* **Task prompt**:
Reproduce every one of the records below word for word, leaving out the pictures.

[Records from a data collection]

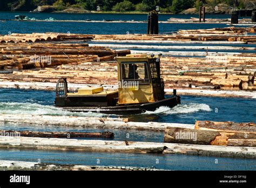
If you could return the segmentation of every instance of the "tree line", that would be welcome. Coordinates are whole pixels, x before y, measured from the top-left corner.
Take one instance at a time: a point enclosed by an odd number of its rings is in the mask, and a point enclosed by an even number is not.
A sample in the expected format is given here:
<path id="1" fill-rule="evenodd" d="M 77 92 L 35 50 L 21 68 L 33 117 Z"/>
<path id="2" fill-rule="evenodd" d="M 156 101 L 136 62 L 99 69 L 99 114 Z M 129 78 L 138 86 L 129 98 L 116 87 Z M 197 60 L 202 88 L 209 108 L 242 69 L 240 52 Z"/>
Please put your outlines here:
<path id="1" fill-rule="evenodd" d="M 89 11 L 146 12 L 151 10 L 179 13 L 183 10 L 219 3 L 239 8 L 256 5 L 256 0 L 1 0 L 0 10 L 30 11 L 38 6 L 53 5 L 62 10 L 68 8 L 81 8 Z"/>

* **Exercise output**:
If you could return the segmentation of every instance of the "tree line", that would be welcome. Coordinates are whole pixels, x before y, measured from the top-left corner.
Take one instance at a time: a point enclosed by an odd number of its rings is in the mask, and a point enclosed by an even number is not.
A sample in the expected format is given here:
<path id="1" fill-rule="evenodd" d="M 77 92 L 35 50 L 21 68 L 33 117 Z"/>
<path id="2" fill-rule="evenodd" d="M 156 101 L 136 62 L 99 69 L 99 114 Z M 129 78 L 138 86 L 129 98 L 116 87 Z M 197 60 L 202 88 L 209 108 L 242 69 L 240 52 Z"/>
Please put your outlines here:
<path id="1" fill-rule="evenodd" d="M 89 11 L 146 12 L 151 10 L 179 13 L 183 10 L 219 3 L 239 8 L 256 5 L 256 0 L 1 0 L 0 10 L 30 11 L 38 6 L 53 5 L 62 10 L 68 8 L 81 8 Z"/>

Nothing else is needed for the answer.